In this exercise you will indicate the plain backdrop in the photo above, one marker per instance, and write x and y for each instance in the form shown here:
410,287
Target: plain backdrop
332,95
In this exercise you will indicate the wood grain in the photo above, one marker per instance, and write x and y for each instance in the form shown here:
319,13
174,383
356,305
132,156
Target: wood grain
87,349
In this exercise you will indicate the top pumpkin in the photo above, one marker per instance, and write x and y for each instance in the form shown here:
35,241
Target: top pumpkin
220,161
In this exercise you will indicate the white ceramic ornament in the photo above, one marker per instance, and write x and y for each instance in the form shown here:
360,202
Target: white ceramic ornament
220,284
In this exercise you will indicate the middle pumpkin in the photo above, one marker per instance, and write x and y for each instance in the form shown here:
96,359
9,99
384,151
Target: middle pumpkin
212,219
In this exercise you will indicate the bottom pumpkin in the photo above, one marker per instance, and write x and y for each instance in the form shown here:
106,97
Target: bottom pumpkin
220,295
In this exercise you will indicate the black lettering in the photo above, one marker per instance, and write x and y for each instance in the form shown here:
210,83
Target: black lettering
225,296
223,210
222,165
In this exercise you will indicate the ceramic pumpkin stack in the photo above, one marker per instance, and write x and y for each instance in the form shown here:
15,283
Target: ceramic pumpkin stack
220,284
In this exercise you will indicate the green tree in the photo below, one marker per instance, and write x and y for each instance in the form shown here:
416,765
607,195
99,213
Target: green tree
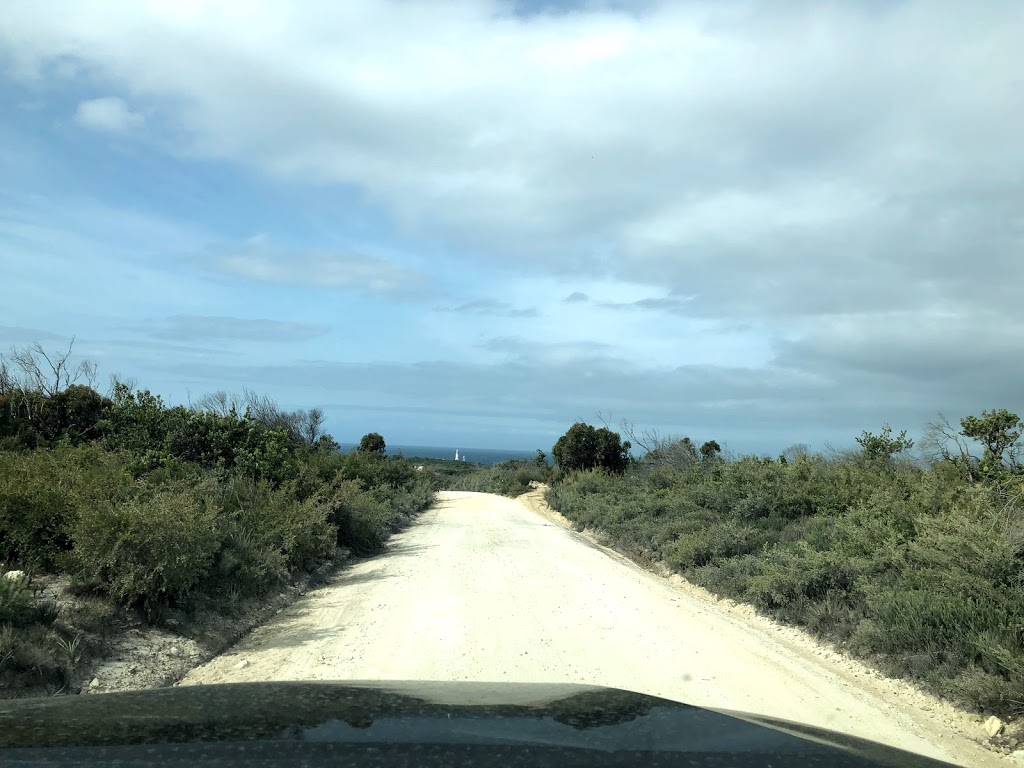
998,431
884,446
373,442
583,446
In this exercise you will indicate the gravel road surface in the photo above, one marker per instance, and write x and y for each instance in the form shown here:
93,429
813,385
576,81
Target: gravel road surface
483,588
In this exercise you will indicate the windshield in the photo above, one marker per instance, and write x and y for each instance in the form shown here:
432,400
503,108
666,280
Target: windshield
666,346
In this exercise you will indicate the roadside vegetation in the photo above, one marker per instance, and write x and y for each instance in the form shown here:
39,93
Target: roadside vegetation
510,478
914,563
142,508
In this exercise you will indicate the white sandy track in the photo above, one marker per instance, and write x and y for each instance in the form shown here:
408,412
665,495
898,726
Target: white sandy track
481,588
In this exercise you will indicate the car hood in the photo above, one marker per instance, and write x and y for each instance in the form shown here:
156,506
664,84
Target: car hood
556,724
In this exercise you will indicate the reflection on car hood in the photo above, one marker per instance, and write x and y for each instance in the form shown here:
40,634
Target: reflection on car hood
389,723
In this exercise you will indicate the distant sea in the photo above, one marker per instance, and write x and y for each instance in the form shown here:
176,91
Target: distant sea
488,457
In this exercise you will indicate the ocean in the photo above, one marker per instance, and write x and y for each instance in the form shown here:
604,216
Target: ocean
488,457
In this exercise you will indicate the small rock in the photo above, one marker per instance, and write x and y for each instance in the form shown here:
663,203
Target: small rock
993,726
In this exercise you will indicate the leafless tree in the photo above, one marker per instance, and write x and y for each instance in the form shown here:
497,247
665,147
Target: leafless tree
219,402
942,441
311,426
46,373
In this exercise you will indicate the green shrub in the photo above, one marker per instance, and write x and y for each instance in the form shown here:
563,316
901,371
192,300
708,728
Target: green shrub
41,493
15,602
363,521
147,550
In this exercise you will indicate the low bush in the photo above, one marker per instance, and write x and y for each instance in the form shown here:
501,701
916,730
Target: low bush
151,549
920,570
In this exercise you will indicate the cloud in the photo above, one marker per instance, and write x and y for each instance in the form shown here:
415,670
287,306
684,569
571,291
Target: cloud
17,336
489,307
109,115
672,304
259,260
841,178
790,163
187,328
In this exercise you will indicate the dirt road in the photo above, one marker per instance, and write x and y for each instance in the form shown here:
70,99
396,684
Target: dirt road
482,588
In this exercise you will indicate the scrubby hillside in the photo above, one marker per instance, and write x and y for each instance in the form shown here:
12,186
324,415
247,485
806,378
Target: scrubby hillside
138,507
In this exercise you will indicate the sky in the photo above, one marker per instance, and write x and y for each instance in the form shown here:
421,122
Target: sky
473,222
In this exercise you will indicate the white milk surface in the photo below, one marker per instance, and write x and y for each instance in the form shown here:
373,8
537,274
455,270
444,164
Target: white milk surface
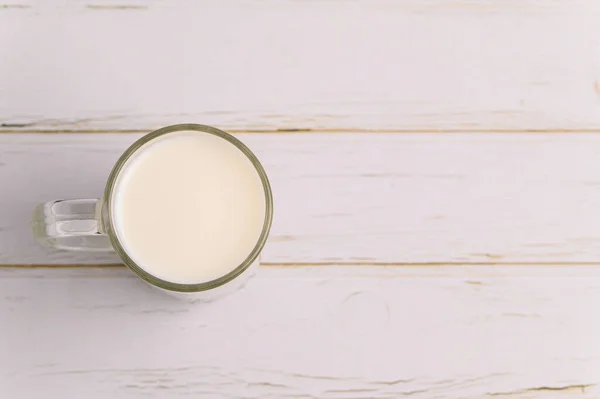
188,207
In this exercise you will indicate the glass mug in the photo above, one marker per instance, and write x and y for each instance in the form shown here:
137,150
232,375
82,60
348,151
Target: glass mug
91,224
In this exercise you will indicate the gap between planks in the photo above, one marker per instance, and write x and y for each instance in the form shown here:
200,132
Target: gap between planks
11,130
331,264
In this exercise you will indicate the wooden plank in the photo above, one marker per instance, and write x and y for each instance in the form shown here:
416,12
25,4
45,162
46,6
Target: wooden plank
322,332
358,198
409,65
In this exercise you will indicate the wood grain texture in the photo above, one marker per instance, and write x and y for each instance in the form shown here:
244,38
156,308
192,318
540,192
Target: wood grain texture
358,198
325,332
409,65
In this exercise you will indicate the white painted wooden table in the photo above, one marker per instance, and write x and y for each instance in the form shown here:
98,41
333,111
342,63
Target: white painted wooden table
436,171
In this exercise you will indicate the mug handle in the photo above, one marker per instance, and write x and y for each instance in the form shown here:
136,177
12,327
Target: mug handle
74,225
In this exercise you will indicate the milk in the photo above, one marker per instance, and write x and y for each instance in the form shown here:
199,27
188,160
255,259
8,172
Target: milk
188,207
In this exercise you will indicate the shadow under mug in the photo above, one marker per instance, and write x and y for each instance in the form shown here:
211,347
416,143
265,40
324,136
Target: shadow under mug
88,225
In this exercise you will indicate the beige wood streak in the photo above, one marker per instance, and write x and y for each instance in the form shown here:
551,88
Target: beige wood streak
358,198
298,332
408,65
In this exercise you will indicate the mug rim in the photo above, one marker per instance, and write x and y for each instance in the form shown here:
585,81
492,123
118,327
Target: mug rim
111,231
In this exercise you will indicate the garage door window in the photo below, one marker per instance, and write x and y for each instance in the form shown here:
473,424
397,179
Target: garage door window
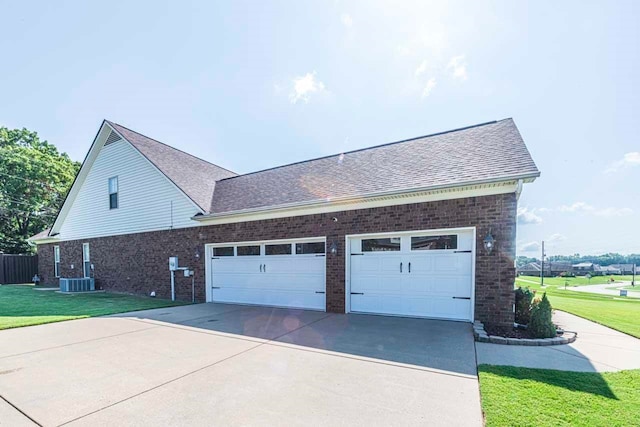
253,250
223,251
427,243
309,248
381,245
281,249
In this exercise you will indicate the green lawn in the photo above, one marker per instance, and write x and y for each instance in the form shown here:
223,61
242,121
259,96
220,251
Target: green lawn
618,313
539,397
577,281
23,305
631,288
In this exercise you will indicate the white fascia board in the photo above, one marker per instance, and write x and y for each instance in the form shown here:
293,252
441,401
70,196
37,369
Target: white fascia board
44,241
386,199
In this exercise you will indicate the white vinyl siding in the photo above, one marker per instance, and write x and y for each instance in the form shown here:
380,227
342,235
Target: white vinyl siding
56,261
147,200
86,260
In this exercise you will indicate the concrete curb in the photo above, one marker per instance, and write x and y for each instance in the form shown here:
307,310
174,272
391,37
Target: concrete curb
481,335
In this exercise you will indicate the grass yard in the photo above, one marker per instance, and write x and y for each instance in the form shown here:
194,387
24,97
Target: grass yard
--
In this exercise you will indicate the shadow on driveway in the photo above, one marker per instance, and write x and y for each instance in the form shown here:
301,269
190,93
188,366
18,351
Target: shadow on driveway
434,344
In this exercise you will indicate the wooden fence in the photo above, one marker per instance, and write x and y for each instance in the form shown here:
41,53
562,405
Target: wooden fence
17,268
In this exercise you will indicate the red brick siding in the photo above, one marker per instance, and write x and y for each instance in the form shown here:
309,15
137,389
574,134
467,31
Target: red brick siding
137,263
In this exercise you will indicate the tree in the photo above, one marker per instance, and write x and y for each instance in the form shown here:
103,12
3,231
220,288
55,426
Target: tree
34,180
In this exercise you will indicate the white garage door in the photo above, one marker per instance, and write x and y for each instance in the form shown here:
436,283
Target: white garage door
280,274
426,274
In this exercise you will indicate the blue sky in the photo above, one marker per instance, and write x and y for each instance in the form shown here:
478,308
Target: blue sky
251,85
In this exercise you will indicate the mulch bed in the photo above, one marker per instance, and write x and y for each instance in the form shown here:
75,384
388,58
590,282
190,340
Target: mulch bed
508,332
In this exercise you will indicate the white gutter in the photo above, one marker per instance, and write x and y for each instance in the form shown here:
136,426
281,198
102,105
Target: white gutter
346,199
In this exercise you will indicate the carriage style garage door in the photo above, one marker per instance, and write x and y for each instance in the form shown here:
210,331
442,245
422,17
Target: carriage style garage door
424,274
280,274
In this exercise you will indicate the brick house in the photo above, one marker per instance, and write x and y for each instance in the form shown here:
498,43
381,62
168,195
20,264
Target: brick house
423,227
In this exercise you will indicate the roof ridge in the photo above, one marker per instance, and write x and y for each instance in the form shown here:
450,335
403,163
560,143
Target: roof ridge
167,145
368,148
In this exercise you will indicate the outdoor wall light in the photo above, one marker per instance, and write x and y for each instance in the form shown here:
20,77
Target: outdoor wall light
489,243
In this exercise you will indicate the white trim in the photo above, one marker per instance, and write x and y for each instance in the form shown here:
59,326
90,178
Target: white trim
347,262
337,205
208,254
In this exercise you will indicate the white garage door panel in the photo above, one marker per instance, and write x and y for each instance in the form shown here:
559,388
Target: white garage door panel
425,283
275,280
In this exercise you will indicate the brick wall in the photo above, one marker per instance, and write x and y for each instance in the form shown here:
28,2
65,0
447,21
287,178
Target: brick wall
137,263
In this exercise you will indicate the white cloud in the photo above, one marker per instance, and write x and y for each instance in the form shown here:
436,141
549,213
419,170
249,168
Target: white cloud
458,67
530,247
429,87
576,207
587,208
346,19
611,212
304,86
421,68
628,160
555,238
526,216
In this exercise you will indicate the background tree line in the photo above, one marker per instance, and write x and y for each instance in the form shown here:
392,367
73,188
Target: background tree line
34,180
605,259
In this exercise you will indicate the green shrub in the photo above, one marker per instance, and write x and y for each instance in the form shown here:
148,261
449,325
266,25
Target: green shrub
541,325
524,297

BRIEF →
From the entries above, pull out every line containing the word "vegetation" and copy each one.

EXPECTED ANSWER →
In this exercise you will indicate the roadside vegetation in the photo above, one marker per instance, and write x and y for each instance in the form shown here:
Target: roadside vegetation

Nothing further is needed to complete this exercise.